_Written exercise_
Gather each line of the data below that contains the word "pendant", and copy those lines out in full.

_Data listing_

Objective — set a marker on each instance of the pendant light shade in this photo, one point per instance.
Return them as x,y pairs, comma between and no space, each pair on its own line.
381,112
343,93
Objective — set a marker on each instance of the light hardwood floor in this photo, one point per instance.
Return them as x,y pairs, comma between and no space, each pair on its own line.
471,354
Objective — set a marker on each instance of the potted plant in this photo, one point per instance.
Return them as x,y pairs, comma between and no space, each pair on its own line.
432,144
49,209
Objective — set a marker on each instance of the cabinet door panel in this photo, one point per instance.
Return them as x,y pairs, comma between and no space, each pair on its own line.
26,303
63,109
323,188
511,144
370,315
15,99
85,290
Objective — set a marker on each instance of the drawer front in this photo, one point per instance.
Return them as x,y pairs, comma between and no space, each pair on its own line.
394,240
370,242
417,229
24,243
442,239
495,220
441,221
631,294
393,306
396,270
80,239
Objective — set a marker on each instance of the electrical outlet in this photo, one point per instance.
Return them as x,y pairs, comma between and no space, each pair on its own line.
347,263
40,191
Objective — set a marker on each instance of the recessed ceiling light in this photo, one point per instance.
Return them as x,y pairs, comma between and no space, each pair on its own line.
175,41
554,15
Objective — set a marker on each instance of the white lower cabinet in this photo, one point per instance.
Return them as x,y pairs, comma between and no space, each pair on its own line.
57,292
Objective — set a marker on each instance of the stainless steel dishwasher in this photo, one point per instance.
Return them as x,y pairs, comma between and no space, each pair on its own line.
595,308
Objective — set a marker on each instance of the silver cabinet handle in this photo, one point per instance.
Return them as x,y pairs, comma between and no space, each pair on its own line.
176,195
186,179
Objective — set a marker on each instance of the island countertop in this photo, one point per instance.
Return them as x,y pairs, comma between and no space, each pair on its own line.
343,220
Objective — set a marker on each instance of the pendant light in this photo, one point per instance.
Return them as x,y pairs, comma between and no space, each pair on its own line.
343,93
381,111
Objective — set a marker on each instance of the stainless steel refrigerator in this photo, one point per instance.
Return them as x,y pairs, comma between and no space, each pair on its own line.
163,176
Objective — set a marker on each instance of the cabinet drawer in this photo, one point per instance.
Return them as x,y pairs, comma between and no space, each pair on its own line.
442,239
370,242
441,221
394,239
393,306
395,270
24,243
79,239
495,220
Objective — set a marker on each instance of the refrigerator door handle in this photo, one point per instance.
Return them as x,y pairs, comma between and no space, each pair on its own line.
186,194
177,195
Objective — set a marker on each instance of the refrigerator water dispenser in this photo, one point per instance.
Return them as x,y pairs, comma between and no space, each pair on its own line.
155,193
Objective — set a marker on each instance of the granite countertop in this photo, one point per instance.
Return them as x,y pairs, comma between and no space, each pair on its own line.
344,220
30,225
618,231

--

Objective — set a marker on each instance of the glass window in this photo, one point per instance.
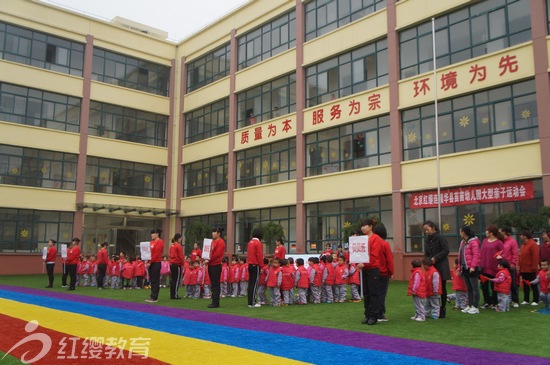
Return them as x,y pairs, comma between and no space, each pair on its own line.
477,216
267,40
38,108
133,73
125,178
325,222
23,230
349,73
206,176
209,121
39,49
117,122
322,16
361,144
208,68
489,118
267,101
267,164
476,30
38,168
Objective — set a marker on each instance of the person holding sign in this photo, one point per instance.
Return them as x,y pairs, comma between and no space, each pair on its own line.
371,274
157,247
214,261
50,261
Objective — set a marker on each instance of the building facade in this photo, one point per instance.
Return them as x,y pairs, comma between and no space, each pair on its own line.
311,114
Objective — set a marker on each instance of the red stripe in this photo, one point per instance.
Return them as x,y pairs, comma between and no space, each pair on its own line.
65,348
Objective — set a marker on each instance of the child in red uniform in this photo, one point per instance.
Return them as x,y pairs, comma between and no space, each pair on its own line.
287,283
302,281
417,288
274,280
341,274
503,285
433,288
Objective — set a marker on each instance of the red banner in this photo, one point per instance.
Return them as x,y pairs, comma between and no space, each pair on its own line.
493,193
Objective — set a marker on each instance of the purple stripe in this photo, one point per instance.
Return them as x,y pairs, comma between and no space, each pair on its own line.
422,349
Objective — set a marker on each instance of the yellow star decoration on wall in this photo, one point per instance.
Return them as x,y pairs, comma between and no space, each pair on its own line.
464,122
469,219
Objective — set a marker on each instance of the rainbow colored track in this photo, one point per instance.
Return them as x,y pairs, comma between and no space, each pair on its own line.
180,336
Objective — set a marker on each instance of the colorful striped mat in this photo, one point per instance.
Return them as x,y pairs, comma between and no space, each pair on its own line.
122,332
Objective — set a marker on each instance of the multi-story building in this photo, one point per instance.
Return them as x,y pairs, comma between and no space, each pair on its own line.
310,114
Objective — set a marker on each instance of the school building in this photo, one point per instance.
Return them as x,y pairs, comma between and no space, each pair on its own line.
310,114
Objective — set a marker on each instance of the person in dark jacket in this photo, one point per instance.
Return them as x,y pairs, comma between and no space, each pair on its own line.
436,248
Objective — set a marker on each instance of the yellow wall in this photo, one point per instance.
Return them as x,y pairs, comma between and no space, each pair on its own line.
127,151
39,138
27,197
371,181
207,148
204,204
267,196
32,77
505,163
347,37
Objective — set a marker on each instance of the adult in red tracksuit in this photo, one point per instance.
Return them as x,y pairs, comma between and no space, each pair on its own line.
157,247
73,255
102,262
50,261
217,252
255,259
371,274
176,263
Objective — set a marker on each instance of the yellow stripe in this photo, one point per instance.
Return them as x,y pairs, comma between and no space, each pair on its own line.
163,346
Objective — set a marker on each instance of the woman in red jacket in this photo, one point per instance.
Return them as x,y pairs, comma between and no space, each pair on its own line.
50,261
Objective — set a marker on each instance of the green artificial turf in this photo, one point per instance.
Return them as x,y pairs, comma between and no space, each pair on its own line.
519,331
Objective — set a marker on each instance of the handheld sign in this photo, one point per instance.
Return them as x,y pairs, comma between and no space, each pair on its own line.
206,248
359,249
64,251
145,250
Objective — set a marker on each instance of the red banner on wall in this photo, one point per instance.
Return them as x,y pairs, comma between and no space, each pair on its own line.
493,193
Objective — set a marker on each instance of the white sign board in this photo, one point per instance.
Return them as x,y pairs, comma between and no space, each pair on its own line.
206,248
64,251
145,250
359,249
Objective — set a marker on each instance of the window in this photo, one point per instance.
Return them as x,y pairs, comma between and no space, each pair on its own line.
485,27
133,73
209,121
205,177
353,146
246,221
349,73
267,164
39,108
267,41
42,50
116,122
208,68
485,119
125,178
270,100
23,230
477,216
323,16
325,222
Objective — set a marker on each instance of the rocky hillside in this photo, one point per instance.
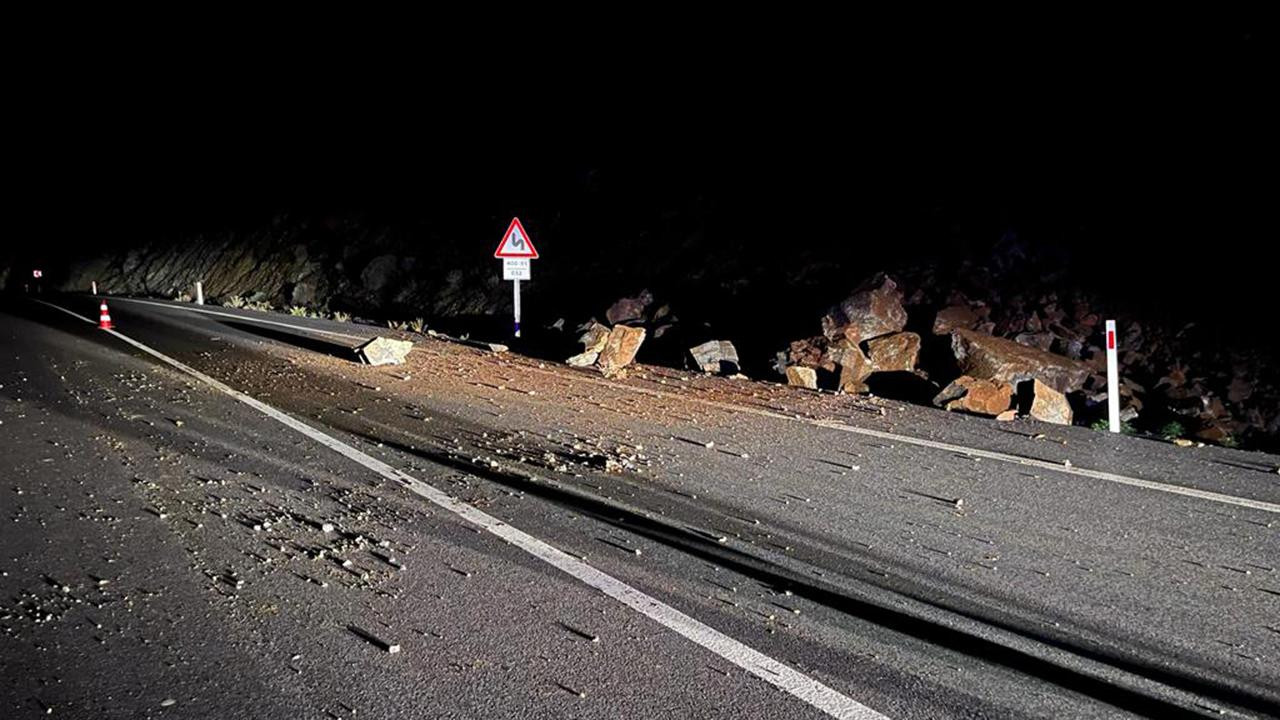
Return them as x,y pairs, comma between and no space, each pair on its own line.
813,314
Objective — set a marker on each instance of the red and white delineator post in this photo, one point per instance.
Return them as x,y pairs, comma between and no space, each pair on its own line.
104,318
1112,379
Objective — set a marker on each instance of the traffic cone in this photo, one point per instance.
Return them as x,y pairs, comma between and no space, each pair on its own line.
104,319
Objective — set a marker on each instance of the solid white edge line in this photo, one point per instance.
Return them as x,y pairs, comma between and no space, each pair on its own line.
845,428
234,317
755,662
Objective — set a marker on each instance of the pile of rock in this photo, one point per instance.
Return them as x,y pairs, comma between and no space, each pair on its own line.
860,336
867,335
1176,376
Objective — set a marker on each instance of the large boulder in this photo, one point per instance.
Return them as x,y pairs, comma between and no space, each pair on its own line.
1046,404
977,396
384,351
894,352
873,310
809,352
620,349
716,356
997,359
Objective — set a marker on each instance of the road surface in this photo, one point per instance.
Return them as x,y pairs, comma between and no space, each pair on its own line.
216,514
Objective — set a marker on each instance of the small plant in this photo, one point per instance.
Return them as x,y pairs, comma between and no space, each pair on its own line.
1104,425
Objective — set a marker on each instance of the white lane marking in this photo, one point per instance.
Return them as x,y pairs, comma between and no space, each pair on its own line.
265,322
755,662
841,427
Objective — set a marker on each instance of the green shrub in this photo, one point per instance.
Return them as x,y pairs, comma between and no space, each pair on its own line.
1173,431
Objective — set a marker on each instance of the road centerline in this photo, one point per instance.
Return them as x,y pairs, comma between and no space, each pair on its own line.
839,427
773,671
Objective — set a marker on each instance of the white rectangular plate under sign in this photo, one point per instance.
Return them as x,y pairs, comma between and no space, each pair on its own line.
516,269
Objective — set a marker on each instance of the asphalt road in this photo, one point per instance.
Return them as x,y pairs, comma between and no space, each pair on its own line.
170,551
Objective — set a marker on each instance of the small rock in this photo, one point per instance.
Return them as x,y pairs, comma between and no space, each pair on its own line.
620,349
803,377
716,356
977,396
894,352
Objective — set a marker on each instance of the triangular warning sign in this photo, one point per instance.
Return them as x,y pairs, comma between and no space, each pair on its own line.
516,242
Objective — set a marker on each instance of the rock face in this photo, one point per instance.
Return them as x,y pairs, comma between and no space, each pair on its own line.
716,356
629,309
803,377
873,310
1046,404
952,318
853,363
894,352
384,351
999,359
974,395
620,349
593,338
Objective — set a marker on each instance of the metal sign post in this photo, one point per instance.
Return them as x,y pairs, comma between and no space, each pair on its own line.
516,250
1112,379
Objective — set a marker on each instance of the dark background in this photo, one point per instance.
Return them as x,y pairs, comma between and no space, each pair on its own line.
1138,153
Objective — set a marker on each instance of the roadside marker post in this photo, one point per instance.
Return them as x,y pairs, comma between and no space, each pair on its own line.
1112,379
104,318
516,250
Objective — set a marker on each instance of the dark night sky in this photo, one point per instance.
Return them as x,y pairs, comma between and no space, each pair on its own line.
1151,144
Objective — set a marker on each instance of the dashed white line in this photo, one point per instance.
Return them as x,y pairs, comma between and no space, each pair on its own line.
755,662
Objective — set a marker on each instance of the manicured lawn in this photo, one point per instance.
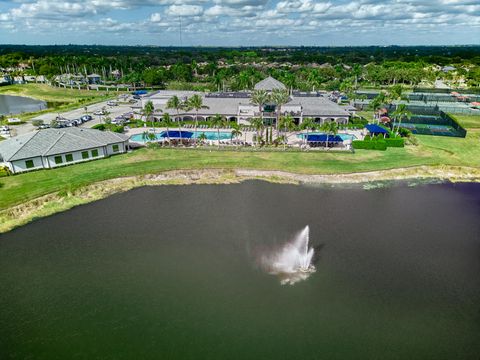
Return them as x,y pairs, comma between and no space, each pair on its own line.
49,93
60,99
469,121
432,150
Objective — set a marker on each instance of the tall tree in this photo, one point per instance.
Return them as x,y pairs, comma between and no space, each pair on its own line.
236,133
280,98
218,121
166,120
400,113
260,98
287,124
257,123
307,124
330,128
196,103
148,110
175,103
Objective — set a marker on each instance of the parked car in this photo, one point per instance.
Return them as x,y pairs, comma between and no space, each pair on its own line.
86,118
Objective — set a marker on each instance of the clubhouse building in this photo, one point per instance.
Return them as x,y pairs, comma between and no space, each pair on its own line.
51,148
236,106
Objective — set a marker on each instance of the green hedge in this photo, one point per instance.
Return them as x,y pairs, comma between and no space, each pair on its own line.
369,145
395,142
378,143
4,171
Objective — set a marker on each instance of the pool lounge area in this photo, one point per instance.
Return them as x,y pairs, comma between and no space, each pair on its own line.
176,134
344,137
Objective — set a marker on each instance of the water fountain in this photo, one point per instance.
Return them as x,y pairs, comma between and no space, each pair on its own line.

---

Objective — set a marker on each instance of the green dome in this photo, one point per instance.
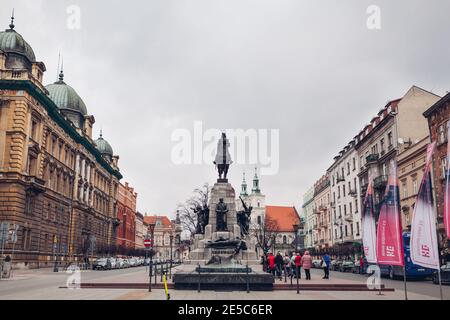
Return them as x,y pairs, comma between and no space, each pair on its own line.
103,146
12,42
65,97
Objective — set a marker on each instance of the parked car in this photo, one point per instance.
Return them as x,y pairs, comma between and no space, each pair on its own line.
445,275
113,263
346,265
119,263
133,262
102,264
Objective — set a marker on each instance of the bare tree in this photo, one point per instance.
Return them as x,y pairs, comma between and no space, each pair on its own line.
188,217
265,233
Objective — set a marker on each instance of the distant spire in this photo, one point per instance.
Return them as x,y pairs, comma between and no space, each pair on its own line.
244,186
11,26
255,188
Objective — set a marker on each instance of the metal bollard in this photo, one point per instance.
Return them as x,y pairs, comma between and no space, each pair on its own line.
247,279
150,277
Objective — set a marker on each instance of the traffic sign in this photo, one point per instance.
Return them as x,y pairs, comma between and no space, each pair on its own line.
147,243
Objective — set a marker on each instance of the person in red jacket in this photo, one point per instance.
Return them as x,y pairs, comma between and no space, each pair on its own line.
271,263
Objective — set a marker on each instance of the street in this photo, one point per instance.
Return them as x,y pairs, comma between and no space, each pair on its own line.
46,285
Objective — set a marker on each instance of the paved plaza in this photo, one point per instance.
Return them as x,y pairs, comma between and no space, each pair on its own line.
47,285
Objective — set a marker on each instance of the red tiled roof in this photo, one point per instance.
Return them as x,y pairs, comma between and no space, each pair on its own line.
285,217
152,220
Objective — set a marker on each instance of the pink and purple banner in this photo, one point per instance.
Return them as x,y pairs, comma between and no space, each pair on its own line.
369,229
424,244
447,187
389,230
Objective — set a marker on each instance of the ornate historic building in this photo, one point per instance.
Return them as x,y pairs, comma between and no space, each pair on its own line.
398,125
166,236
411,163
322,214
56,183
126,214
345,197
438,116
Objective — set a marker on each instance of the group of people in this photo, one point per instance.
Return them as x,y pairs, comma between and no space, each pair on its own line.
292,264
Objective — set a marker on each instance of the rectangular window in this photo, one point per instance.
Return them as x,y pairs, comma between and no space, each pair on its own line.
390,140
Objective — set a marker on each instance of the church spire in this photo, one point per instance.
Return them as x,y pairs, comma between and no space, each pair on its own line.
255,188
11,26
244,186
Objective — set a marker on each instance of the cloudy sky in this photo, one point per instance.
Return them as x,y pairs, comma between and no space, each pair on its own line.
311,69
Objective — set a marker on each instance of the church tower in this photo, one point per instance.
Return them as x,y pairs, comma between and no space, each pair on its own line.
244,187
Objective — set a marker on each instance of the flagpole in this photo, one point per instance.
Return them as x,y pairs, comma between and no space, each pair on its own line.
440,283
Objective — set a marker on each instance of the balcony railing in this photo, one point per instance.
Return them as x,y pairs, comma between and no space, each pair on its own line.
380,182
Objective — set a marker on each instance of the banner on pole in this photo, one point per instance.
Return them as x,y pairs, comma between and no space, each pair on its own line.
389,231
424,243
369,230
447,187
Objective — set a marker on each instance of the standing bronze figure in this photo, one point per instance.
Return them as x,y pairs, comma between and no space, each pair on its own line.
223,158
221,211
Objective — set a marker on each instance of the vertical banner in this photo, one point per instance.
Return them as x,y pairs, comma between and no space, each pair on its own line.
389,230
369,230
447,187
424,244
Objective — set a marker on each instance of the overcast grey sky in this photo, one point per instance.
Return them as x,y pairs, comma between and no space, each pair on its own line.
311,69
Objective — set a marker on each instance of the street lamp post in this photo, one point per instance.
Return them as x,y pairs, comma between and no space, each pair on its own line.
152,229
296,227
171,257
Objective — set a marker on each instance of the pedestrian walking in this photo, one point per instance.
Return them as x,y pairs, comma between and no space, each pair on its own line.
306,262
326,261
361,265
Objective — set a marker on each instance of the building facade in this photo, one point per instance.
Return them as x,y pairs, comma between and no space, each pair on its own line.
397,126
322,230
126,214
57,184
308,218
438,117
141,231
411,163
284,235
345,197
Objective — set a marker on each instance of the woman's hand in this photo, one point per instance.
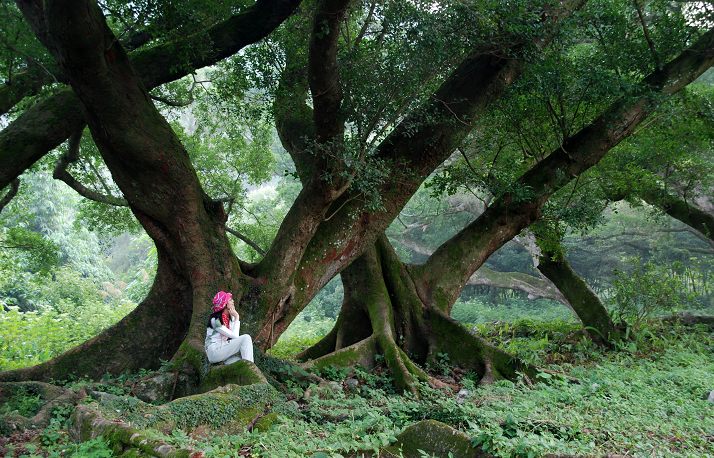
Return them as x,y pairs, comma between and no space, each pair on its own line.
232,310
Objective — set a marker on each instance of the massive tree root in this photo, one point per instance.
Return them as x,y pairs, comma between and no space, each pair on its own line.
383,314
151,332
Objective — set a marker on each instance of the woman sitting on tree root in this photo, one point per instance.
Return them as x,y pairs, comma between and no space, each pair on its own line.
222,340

_Correct result_
Objective — set a marker on each instance of the pendant light shade in this photo, one point per instance.
Objective — set a marker on each instance of the pendant light in this photo, one point per instance.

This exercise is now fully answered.